Job
Pull out every line of the material below that contains the word "mountain", and treat uppercase and lowercase as different.

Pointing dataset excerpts
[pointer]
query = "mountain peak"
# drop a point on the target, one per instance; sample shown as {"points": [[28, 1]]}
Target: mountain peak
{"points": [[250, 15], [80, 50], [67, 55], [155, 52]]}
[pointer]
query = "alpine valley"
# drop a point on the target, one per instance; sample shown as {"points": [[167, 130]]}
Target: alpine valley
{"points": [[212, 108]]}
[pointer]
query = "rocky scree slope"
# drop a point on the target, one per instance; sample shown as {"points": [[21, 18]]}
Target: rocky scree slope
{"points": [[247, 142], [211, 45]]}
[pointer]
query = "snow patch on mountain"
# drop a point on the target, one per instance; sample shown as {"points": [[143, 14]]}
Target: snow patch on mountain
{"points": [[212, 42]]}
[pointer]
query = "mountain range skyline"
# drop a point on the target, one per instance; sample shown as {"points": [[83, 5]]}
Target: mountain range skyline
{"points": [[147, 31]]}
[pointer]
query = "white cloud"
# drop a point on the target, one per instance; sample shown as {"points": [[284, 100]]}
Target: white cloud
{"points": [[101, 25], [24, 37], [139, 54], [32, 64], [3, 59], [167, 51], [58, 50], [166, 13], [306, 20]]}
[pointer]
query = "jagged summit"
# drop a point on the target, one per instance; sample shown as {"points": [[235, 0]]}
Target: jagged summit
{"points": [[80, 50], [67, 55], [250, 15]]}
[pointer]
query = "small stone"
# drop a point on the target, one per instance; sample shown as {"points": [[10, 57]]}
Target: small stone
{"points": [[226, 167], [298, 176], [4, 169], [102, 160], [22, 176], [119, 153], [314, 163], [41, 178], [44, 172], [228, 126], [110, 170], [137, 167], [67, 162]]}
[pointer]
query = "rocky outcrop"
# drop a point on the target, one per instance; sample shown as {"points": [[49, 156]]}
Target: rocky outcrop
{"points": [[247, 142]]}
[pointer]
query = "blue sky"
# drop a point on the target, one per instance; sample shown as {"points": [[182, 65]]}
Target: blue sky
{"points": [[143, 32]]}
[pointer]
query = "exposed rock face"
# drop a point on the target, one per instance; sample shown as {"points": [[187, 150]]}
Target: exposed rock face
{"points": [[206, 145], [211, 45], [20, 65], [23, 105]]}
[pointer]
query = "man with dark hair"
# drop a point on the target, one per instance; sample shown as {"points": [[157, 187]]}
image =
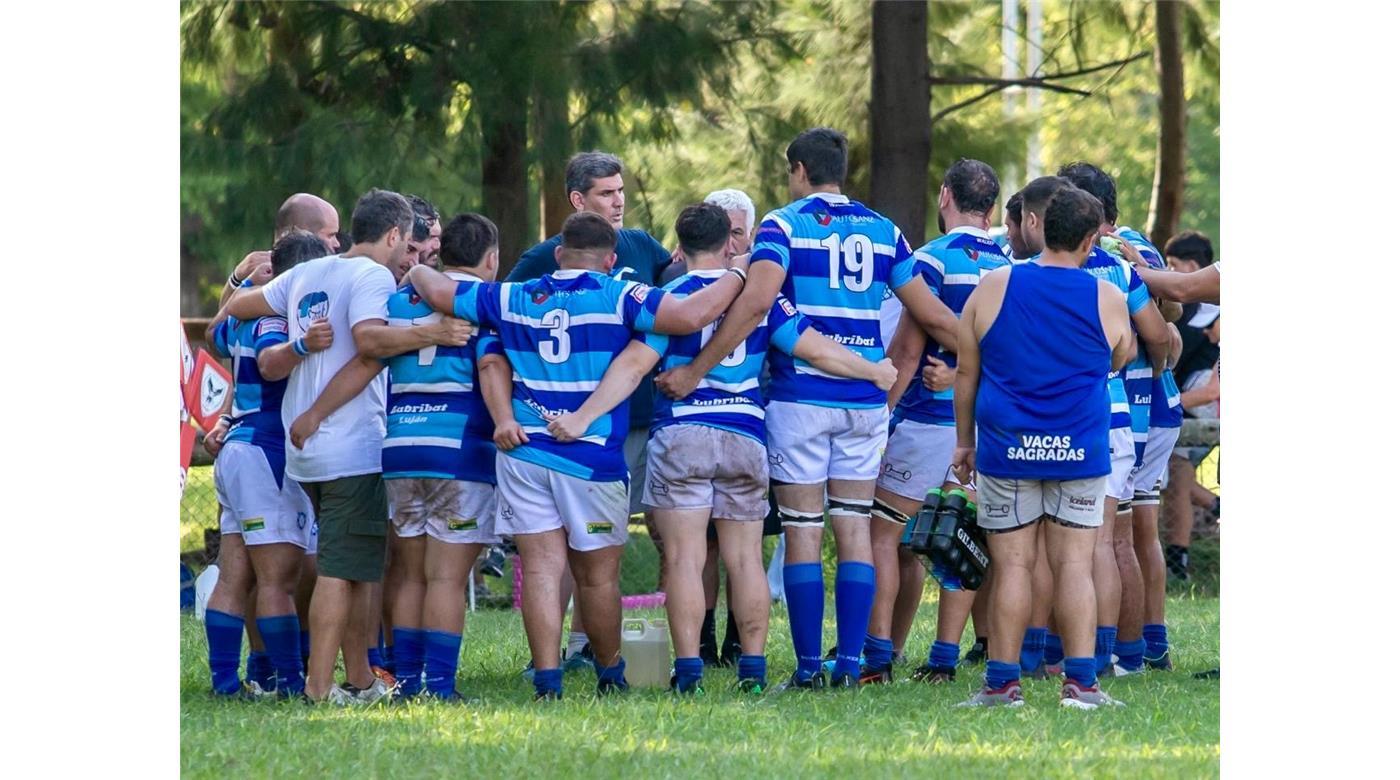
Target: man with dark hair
{"points": [[594, 184], [567, 500], [706, 458], [921, 436], [833, 259], [1032, 422], [265, 520], [1117, 574], [338, 464]]}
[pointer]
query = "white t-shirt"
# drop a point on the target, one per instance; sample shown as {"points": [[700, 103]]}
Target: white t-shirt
{"points": [[343, 290]]}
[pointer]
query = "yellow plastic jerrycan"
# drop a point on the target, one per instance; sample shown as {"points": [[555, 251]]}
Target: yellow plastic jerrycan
{"points": [[646, 646]]}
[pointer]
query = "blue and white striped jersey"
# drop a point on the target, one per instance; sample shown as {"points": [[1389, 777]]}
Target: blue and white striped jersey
{"points": [[839, 258], [437, 422], [560, 332], [952, 265], [256, 401], [1119, 272], [728, 397]]}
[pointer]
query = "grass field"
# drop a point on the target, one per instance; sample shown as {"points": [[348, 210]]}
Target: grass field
{"points": [[1171, 727]]}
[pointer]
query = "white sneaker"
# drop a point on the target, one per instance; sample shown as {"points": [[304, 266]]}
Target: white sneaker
{"points": [[1080, 698]]}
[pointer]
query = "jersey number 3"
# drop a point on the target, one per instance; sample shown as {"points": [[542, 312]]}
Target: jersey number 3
{"points": [[556, 347], [853, 261]]}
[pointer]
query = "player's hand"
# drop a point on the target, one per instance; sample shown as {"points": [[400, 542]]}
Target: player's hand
{"points": [[885, 374], [965, 462], [214, 439], [256, 266], [937, 375], [678, 382], [451, 332], [318, 336], [304, 427], [508, 436], [567, 427]]}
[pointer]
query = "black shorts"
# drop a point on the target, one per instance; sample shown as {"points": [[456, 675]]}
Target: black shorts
{"points": [[353, 514]]}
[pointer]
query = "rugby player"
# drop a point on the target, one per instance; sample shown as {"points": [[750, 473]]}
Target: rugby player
{"points": [[706, 457], [1038, 340], [569, 500], [832, 258], [265, 518], [594, 184], [336, 458], [921, 436]]}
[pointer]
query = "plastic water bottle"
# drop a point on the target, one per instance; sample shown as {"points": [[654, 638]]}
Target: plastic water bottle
{"points": [[646, 646]]}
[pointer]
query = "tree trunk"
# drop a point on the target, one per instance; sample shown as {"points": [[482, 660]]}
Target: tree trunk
{"points": [[900, 132], [504, 184], [552, 144], [1169, 182]]}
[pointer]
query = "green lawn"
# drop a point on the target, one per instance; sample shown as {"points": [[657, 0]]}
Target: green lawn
{"points": [[1171, 727]]}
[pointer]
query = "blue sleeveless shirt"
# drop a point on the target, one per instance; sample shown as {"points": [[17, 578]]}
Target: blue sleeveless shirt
{"points": [[1043, 395]]}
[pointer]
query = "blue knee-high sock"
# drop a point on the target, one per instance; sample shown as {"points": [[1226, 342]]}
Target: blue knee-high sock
{"points": [[440, 654], [549, 681], [409, 650], [282, 636], [1155, 636], [1033, 649], [1081, 671], [226, 644], [1000, 672], [689, 671], [854, 595], [807, 602], [942, 654], [1130, 653], [879, 651], [261, 670], [753, 667], [1103, 642]]}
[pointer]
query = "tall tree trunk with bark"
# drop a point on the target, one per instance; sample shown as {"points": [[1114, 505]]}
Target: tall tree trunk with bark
{"points": [[1169, 182], [504, 184], [900, 132]]}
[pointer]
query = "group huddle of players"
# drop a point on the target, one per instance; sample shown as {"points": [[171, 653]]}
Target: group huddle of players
{"points": [[396, 411]]}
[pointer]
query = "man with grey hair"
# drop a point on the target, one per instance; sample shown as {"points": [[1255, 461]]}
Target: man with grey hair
{"points": [[594, 184]]}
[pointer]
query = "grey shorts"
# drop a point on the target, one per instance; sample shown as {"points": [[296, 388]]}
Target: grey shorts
{"points": [[1005, 504], [707, 468], [634, 448], [450, 510]]}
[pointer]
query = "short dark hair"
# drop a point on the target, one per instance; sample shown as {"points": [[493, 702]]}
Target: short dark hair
{"points": [[702, 227], [1092, 179], [973, 185], [423, 216], [585, 230], [1192, 245], [466, 240], [587, 167], [377, 213], [822, 151], [1071, 216], [296, 248], [1036, 195], [1014, 209]]}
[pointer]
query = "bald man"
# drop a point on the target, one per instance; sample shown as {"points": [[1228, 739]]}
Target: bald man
{"points": [[300, 212]]}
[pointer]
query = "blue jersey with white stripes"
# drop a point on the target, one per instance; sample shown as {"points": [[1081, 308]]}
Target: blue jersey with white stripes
{"points": [[951, 265], [560, 332], [1120, 273], [728, 397], [256, 401], [839, 256], [437, 426]]}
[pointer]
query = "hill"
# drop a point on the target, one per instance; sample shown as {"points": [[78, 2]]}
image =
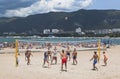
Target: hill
{"points": [[67, 21]]}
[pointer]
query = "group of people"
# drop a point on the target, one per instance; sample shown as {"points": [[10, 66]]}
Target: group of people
{"points": [[64, 55], [95, 59], [50, 56]]}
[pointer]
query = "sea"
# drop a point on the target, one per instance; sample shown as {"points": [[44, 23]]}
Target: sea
{"points": [[11, 39]]}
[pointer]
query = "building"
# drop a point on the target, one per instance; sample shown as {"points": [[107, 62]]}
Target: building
{"points": [[46, 31], [78, 30], [55, 30], [116, 30]]}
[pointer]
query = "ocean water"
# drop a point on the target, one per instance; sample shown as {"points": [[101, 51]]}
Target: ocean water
{"points": [[61, 39]]}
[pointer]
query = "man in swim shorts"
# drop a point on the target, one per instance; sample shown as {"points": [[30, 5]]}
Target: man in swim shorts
{"points": [[64, 60], [95, 59]]}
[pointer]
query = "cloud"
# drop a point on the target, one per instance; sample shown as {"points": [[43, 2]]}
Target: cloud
{"points": [[45, 6]]}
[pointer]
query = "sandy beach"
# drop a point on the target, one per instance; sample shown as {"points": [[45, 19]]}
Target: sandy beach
{"points": [[83, 70]]}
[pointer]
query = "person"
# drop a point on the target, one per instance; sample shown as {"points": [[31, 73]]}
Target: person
{"points": [[64, 60], [68, 52], [105, 59], [45, 59], [49, 54], [54, 56], [74, 55], [95, 60], [27, 56]]}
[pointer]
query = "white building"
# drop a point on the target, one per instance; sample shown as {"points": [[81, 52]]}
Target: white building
{"points": [[78, 30], [55, 30], [116, 30], [46, 31]]}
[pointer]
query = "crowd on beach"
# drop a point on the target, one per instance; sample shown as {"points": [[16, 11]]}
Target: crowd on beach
{"points": [[51, 55]]}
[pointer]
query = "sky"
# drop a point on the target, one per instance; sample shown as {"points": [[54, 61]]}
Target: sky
{"points": [[23, 8]]}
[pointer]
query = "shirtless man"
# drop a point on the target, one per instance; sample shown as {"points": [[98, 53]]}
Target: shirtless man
{"points": [[54, 55], [45, 59], [27, 56], [64, 60], [105, 59], [74, 55], [68, 53], [95, 59]]}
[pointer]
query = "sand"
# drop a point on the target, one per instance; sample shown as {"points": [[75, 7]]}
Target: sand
{"points": [[82, 70]]}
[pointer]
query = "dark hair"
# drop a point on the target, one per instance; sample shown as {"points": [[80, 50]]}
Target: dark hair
{"points": [[95, 52], [62, 51]]}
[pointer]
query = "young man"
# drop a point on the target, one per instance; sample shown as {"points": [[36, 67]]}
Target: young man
{"points": [[68, 53], [27, 56], [105, 59], [74, 55], [64, 60], [54, 56], [95, 60], [45, 59]]}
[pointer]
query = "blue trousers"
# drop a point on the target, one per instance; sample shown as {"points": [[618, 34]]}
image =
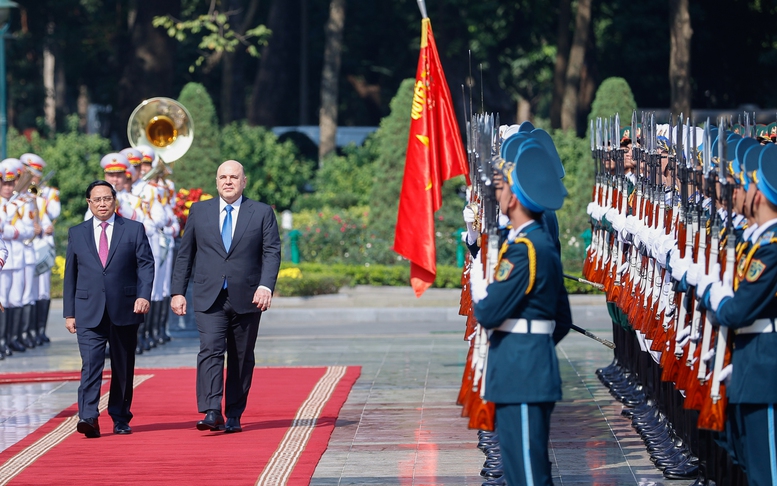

Expected output
query = "mountain peak"
Target: mountain peak
query = "snow patch on mountain"
Target: snow patch on mountain
query = "mountain range skyline"
Target: mountain range skyline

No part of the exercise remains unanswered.